_AUFGABE_
Schreiben Sie den Text über den Blenser Jünglingsverein im Anschluss an seinen letzten Satz weiter.

_TEXTABSCHNITT_
◆ ◆ ◆

Doch mit den Jünglingen sei das im Verein so eine Sache gewesen, berichtete Hans-Georg Valder, der 1983 zum Vorsitzenden gewählt wurde und dieses Amt 21 Jahre bekleidete: „Das war damals der erste Vorstand mit jungen Leuten.“ Der jetzige Vorstand um den 28 Jahre alten Roman Adams sei vor zehn Jahren aus der eigenen Jugendabteilung gekommen.
Ohne den Verein läuft im Ort wenig. Die Kleinkirmes im Frühjahr, die Maifeier und die Kirmes werden von den Mitgliedern organisiert. Auch die Nikolausfeier wäre ohne die Jünglinge nicht denkbar. Seit 1978 sind Hans-Georg Valder und Andreas Horsch als Nikolaus und Hans Muff unterwegs und beschenken den Blenser Nachwuchs. Auch das Adventssingen wird organisiert. Doch ein eingetragener Verein ist der Jünglingsverein nicht, obwohl bei der Kirmes viel Umsatz gemacht werde, betont Valder. Doch auch so sei es mühsam geworden. „Wir stöhnen über immer mehr Regulierungen und Kosten“, sagt Valder.

◆ ◆ ◆

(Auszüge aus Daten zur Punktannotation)
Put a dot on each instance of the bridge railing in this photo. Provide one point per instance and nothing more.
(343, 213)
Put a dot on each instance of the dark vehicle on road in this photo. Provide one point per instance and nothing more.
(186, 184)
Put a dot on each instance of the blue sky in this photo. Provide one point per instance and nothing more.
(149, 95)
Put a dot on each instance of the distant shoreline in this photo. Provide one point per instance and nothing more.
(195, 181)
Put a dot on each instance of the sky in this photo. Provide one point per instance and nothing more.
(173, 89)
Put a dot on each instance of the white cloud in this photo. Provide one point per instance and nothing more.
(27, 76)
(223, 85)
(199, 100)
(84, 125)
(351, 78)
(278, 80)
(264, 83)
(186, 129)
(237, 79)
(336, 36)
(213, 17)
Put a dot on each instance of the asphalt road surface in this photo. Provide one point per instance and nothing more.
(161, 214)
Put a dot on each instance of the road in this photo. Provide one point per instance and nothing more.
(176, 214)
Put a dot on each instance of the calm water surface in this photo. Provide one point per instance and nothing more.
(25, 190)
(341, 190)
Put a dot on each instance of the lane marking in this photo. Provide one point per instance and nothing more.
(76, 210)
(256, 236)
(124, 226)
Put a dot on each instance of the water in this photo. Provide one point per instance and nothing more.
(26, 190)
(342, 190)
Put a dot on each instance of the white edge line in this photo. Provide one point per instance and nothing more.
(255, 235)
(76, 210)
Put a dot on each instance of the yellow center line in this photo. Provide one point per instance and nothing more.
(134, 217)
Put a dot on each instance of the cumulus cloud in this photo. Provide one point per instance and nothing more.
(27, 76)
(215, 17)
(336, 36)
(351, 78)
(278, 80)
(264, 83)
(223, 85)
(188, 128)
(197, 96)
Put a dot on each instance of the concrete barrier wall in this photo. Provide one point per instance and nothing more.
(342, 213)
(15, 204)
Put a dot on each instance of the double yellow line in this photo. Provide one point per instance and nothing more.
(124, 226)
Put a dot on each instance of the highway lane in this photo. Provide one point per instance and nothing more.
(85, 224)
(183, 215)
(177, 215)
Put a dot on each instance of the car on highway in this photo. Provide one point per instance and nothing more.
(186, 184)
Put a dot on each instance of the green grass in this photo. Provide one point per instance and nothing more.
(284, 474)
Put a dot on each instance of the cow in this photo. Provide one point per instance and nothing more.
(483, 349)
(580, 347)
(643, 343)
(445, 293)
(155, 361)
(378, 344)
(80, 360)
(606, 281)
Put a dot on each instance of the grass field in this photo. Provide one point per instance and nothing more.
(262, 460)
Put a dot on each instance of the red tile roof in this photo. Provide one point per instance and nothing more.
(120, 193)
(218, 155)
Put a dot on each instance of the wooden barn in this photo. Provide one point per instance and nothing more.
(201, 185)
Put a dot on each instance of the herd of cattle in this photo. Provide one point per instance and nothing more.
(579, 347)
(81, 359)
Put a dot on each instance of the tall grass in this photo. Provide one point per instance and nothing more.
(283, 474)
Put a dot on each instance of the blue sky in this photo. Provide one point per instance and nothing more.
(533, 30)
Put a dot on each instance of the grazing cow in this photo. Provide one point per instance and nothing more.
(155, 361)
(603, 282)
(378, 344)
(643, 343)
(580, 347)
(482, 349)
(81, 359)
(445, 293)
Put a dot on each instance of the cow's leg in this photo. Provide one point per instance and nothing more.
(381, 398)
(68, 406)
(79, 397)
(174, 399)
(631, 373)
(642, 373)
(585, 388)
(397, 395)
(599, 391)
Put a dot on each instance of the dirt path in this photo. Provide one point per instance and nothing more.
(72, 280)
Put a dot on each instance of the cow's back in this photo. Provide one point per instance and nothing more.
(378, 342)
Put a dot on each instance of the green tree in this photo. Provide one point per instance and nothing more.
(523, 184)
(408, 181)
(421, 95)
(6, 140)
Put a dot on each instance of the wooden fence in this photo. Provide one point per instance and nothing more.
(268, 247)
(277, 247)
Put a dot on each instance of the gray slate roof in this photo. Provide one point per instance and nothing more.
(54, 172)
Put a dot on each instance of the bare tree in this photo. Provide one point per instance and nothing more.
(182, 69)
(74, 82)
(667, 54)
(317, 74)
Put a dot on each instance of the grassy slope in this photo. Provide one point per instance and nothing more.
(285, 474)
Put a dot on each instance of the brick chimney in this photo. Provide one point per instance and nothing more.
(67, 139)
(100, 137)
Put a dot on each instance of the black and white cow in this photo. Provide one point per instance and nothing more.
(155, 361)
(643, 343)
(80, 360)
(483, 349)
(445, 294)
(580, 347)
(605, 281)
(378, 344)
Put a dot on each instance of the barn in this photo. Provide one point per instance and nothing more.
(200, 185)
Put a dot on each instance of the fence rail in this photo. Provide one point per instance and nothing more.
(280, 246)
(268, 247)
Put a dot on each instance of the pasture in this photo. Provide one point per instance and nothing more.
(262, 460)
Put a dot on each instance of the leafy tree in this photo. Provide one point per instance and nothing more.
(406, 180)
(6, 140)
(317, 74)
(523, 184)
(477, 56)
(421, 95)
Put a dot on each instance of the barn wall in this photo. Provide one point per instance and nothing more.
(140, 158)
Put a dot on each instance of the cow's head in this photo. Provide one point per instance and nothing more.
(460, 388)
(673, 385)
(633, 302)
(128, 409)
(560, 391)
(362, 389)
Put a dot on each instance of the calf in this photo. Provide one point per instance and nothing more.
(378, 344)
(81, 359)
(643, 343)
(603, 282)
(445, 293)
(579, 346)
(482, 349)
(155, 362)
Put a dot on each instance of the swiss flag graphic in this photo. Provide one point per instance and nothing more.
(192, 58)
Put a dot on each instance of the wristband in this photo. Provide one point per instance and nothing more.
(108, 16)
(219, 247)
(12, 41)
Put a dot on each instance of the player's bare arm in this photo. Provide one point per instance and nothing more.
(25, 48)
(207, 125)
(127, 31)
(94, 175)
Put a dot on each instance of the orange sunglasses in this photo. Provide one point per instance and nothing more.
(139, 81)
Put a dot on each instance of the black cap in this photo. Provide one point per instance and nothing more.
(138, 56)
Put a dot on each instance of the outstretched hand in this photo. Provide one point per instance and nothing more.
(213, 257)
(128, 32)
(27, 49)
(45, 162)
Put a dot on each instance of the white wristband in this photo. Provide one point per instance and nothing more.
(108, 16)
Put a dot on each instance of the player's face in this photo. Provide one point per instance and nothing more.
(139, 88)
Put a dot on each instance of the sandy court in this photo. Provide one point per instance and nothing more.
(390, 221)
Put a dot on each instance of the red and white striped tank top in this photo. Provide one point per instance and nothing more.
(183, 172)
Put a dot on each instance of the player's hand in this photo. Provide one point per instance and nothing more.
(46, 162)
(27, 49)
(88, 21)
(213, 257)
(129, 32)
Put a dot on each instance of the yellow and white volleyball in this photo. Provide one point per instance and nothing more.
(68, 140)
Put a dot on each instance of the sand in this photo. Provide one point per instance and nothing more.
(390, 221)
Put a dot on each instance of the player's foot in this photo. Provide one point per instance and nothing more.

◆ ◆ ◆

_LÖSUNG_
Jünglingsverein gründete sich 1900
Gegründet wurde der Jünglingsverein Frohsinn 1900, zu Zeiten von Kaiser Wilhelm II. Keine einfachen Zeiten waren es, die damals in der nur schwach entwickelten Eifel herrschten. Verbesserungen brachte beispielsweise die Steinbrücke über die Rur, die 1881 gebaut wurde und die Holzbrücke ablöste, die bis dahin die Flussüberquerung möglich machte.
1886 lösten sich Blens und Hausen von der Stadt Heimbach und gründeten ihre eigene Gemeinde. Bis in die 1960er-Jahre dauerte die Eigenständigkeit, bis sich der Gemeinderat 1968 der finanziellen Notlage beugte: Die Probleme waren so groß, dass man sich wieder der Stadt anschloss. Aufschwung brachten auch die Eisenbahn und der Bahnhof, der 1903 eröffnet wurde.
Im selben Jahr veranstaltete der Jünglingsverein die erste Kirmes im Ort. In der Zeit des Nationalsozialismus ruhte das Vereinsleben. 1939 wurde die Vereinsfahne von der SA beschlagnahmt, ist in der Chronik nachzulesen. Darüber hinaus fehlen aus den Anfängen viele Informationen. Auch die Unterlagen über die ersten 45 Jahre des Vereins wurden im Zweiten Weltkrieg zerstört.
Ablöse der Kirmesgesellschaft
Nach Kriegsende gründete sich in Blens zuerst eine Kirmesgesellschaft neu, die 1946 im zerstörten Saal im Dorf eine Kirmes veranstaltete. Leider habe es in der Nacht vorher heftig geregnet, dass vor dem Tanz zuerst der Boden trockengewischt werden musste. Die Musiker wurden damals in Naturalien bezahlt, sie erhielten Weizen und Kartoffeln für ihren Auftritt.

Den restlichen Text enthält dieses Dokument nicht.